» What you are asked to do
Reproduce the passage of the forum thread on owning tortoises that begins at the words "## RedfootsRule (Feb" and ends after the words "Any wesite ideas?".

** Start of Selected extract **

# are there any tortoises illegal to own?



## cruiser12 (Feb 18, 2013)

I was thinking about different possibilities for when i have more space and then relized that i want to know what my options are and if any are off-limits.


----------



## jaizei (Feb 18, 2013)

Where do you live?


----------



## mctlong (Feb 18, 2013)

I don't know of any that are illegal to own in the US. Where do you live? Here in California, desert torts require permits to own and some other rare species, such as galapagos or spiders, require a permit to import or cross state lines.


----------



## dmarcus (Feb 18, 2013)

It will depend on where you live, some states have restrictions on some species of turtles and tortoises...


----------



## cruiser12 (Feb 18, 2013)

im in mn


----------



## RedfootsRule (Feb 18, 2013)

Well, are there torts illegal to own? Most certainly. However, those torts are so rare that you would never find any available, so you would never be adding one to your collection.
Some states have restrictions....You have to check yours.


----------



## cruiser12 (Feb 19, 2013)

I cant find anything on state regs. about tortoises. Looked on the DNR and about 20 other sites and they are always talking about local turtle(snapper, painted, wood and box). Any wesite ideas?


----------



## mctlong (Feb 19, 2013)

My recommendation would be to check with the State DNR, but you've already done that. If you're not finding anything, then chances are, there are no state-specifc regulations in MN outlawing tortoise ownership. Hopefully someone else on the forum who is from MN can confirm. I've never heard of any federal law outlawing the ownership of any particular species of tortoise. As far as I know, it is legal to own any species of tortoise in the US (although some situations require special permits), so any legal prohibitions would be on a state or local level.

** End of Selected extract **
** Start of Records shown **

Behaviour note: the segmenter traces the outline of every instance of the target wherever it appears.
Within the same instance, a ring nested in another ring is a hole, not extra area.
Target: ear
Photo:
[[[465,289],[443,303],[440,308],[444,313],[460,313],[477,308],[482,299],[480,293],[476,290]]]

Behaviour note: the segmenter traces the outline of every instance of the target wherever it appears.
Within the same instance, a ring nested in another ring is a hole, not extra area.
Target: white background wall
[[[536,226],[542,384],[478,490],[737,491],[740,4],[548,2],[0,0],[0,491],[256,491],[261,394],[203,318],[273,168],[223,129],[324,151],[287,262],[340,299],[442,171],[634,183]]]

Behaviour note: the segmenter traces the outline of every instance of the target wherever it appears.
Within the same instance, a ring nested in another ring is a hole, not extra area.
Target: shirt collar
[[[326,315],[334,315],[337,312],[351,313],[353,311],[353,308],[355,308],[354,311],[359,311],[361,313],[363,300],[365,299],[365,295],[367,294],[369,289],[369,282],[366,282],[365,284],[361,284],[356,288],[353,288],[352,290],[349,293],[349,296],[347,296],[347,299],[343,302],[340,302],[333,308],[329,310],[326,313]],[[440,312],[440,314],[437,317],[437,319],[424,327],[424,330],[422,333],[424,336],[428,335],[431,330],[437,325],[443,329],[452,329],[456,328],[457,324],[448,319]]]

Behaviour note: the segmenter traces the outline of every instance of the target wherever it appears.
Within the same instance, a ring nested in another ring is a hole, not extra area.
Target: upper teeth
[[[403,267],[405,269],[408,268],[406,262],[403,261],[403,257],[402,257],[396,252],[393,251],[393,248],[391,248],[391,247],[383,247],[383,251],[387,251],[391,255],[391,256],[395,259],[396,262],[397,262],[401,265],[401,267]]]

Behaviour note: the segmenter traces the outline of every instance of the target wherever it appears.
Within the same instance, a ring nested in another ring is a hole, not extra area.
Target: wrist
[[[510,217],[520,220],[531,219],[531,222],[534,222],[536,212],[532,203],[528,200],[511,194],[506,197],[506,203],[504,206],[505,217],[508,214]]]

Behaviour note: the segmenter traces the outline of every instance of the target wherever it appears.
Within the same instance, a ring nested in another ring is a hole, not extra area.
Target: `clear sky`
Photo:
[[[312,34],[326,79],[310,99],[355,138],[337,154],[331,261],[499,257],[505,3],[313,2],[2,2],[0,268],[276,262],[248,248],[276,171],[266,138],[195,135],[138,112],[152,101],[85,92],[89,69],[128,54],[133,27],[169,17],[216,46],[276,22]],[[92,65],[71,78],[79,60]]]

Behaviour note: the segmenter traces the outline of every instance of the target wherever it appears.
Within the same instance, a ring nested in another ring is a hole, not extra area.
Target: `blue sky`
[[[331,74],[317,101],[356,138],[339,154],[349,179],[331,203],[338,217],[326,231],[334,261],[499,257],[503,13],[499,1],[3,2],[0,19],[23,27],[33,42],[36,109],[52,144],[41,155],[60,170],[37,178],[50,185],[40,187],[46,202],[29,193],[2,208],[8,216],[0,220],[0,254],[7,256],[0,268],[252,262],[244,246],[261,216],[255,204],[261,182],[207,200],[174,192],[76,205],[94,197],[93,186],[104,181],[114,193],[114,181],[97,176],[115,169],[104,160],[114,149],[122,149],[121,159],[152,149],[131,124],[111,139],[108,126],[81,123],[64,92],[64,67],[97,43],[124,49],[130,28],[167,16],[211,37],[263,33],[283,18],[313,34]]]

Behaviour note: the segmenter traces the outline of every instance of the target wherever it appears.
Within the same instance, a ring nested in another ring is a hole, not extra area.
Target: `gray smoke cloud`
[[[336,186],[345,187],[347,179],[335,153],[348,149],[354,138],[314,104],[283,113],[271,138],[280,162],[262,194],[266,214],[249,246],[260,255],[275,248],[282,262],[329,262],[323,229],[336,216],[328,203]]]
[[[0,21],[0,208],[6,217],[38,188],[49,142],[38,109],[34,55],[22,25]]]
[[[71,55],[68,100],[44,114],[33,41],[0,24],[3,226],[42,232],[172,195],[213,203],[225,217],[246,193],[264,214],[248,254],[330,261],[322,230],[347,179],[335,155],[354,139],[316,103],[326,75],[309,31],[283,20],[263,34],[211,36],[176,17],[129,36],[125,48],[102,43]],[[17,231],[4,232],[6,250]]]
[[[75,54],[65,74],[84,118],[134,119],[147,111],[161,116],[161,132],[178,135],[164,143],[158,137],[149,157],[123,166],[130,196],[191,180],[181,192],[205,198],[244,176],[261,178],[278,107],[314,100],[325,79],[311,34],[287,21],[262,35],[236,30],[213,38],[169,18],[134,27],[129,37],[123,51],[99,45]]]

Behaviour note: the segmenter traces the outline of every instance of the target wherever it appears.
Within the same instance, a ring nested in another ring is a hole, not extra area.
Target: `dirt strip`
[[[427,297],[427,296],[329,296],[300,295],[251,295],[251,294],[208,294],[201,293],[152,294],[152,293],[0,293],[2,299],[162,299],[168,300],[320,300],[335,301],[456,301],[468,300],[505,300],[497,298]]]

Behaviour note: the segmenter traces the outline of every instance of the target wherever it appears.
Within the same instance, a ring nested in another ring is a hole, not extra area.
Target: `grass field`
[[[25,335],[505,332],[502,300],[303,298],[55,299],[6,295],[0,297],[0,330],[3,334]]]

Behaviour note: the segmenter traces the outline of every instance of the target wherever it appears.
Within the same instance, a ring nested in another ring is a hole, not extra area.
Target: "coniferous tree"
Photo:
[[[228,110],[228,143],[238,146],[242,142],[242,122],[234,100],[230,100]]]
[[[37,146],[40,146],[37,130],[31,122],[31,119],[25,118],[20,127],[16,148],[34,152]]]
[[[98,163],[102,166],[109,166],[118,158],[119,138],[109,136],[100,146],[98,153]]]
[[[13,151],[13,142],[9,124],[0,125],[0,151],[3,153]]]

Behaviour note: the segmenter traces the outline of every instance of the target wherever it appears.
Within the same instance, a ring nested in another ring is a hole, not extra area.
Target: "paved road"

** End of Records shown **

» Result for this task
## RedfootsRule (Feb 18, 2013)

Well, are there torts illegal to own? Most certainly. However, those torts are so rare that you would never find any available, so you would never be adding one to your collection.
Some states have restrictions....You have to check yours.


----------



## cruiser12 (Feb 19, 2013)

I cant find anything on state regs. about tortoises. Looked on the DNR and about 20 other sites and they are always talking about local turtle(snapper, painted, wood and box). Any wesite ideas?